Work to complete
Put the lines below into a Markdown table with the columns Number and Content, leaving out any blank lines. Include only the part that opens with the line containing "Review the image above. You are expected to detect young" and closes with the line containing "[0,41,451,849]", both ends included.

Start of Entries supplied

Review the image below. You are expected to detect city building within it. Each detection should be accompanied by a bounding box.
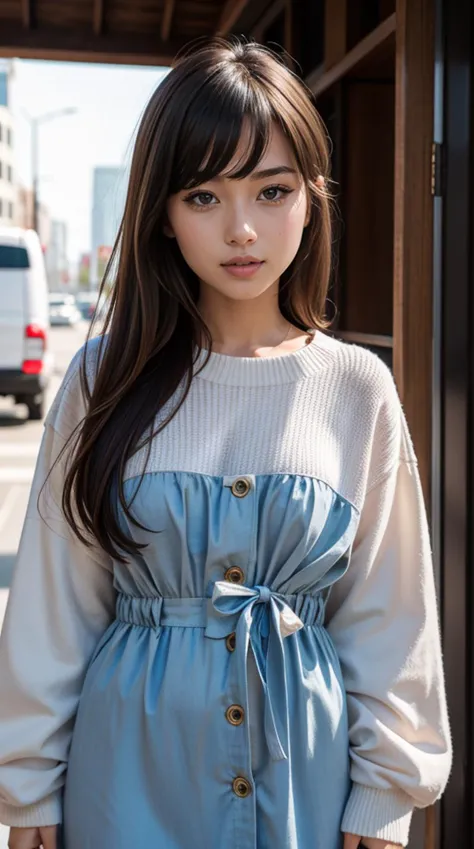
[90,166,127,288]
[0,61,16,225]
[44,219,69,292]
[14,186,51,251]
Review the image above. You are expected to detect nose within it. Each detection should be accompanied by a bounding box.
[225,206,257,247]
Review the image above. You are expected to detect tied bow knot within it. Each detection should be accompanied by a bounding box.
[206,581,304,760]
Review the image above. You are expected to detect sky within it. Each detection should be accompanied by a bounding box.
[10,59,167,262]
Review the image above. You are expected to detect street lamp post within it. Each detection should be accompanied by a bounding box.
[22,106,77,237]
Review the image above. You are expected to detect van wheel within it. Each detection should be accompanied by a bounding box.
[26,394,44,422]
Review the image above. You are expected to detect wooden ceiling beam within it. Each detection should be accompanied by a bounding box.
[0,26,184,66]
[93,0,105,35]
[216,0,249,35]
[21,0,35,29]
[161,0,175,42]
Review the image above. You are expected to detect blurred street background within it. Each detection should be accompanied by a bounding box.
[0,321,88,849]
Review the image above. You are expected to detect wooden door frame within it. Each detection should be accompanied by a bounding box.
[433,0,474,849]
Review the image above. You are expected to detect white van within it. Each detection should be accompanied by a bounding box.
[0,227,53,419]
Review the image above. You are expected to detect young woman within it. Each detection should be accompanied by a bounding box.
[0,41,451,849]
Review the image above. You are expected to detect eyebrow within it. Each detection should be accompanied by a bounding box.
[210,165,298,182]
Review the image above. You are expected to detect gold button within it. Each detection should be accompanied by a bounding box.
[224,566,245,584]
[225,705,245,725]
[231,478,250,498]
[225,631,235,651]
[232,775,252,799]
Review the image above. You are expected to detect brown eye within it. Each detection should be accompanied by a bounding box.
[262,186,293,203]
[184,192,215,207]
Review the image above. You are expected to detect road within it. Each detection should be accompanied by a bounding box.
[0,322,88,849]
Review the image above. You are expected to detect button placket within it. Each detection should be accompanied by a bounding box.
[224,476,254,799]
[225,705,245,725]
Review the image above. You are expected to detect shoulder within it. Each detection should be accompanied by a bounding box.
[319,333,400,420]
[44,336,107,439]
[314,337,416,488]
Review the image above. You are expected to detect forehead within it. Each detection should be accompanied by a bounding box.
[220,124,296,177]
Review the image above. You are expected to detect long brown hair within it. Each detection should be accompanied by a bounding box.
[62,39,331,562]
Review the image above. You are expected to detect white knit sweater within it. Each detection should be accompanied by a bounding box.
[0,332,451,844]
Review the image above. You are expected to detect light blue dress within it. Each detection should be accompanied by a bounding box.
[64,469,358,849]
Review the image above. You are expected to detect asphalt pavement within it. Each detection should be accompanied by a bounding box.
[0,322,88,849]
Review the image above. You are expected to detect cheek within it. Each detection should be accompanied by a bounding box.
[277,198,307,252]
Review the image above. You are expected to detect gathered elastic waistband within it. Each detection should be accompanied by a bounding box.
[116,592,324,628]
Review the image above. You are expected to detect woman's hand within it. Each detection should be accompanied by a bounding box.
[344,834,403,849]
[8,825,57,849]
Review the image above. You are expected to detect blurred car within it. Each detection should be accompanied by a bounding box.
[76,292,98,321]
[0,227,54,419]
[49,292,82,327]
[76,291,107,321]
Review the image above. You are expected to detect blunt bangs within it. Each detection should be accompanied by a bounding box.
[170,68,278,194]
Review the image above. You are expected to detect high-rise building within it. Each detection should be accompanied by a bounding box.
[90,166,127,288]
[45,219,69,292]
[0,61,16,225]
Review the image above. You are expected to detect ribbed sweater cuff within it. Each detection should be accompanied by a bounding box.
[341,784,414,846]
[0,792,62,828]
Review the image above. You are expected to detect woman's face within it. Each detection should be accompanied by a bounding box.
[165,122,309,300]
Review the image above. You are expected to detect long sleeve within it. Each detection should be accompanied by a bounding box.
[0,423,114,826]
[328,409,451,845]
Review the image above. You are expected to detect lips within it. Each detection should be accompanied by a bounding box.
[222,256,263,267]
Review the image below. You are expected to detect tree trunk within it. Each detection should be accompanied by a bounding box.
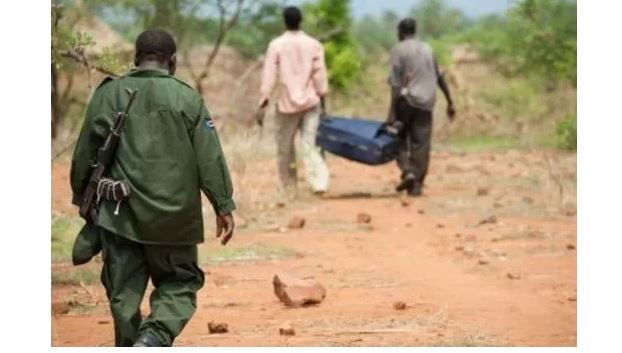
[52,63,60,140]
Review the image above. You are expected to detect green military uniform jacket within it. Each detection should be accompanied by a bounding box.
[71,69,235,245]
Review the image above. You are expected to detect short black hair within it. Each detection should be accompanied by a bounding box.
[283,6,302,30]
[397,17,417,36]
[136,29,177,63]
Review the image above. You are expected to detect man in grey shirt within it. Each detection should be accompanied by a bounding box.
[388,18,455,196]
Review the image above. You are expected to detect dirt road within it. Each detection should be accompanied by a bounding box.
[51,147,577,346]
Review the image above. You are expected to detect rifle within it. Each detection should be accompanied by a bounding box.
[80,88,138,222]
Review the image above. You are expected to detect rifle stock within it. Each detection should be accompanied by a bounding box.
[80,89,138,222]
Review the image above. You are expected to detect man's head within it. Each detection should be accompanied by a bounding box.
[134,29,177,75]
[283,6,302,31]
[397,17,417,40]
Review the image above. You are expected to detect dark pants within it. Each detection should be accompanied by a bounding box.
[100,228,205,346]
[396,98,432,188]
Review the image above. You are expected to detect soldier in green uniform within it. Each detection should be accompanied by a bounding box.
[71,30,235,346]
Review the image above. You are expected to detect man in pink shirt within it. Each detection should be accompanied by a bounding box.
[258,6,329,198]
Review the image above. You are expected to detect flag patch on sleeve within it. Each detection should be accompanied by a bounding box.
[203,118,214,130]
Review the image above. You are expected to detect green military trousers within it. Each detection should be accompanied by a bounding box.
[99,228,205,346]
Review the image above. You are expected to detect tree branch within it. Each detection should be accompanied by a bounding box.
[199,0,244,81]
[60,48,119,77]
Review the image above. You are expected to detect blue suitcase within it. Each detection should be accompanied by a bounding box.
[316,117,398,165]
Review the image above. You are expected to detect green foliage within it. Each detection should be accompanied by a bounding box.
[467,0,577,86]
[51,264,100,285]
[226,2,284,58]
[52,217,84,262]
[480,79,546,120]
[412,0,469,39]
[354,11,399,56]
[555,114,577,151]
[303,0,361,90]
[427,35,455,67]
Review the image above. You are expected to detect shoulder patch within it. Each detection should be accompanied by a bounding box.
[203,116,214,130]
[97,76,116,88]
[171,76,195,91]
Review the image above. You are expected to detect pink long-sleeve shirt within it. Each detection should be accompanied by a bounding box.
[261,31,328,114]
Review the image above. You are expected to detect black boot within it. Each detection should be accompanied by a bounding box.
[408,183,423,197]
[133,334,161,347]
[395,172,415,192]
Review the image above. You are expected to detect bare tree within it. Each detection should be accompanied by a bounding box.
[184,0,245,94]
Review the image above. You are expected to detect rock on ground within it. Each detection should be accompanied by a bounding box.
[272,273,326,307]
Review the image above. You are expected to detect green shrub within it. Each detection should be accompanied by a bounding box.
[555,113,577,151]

End of Entries supplied
Start of Entries supplied

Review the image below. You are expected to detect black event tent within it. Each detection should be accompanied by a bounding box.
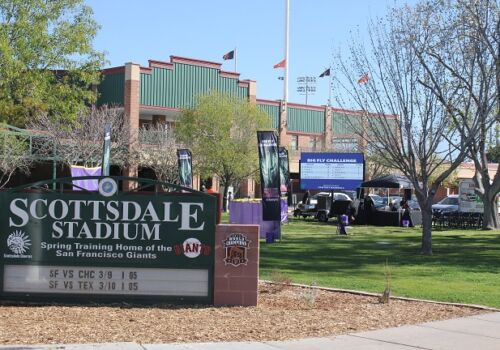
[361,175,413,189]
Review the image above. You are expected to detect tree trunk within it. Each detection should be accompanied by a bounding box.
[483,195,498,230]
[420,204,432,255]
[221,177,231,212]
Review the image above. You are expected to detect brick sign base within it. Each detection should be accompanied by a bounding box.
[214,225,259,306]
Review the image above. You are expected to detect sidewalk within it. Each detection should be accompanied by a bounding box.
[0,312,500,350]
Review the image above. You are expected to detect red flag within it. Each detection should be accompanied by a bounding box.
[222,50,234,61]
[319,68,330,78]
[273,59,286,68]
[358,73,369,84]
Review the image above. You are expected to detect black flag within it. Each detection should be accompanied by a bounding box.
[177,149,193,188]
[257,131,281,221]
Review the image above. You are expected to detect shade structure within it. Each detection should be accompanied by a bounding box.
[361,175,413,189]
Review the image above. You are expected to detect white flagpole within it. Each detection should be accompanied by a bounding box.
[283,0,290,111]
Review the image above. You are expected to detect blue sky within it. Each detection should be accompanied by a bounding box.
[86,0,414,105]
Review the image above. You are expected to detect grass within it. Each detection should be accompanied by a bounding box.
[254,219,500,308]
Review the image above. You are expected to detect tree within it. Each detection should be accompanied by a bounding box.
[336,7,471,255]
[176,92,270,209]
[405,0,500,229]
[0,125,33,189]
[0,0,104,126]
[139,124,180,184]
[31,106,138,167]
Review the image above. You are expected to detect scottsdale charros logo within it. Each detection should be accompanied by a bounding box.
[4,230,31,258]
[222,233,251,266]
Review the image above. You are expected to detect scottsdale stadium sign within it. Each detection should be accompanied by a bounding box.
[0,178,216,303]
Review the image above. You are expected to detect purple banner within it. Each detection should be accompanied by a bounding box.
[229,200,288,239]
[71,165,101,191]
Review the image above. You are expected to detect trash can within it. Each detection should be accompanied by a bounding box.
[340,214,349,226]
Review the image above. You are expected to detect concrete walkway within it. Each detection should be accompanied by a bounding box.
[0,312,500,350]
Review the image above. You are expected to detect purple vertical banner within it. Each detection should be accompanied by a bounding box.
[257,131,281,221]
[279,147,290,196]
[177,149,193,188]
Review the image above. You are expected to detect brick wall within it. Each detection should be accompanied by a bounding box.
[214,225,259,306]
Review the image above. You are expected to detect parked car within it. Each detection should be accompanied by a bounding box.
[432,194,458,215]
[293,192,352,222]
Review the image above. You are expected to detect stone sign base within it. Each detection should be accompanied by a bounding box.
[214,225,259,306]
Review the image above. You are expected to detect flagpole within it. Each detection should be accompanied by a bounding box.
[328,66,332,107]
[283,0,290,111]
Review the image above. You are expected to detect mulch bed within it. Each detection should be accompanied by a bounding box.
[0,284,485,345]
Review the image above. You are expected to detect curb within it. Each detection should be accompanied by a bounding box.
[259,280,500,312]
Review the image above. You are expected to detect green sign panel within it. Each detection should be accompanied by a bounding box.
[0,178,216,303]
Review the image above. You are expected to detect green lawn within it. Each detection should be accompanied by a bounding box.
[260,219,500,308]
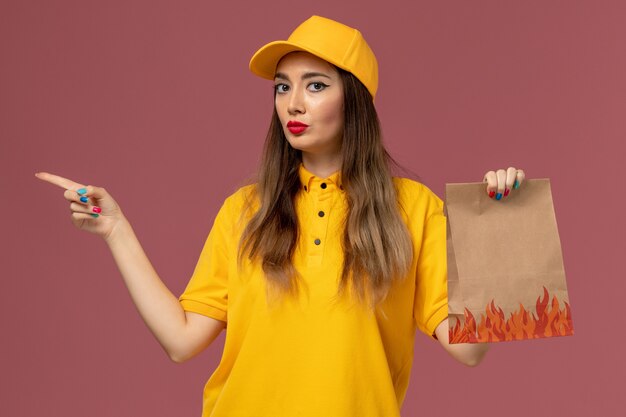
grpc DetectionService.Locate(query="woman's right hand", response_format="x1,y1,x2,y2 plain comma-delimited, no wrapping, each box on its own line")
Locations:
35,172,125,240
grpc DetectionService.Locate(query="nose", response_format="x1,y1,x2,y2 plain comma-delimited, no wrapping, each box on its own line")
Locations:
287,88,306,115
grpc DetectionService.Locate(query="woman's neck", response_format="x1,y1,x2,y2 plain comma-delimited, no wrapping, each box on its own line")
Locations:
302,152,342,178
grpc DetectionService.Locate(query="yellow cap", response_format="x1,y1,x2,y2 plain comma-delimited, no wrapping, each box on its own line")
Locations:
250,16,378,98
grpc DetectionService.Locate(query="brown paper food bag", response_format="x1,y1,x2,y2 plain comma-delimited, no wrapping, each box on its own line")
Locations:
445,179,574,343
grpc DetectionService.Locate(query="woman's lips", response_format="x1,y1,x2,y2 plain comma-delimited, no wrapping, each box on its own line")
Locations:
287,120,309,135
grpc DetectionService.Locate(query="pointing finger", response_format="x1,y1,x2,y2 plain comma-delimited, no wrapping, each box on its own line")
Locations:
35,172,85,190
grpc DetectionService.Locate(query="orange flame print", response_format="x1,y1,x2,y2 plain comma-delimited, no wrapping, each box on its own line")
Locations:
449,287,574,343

End of Entries supplied

Solution to this problem
| Number | Content |
|---|---|
| 1 | Review the image above. You are expected to detect young woman within it. Each detection should be accompanied by a bounding box. |
| 2 | [0,41,451,849] |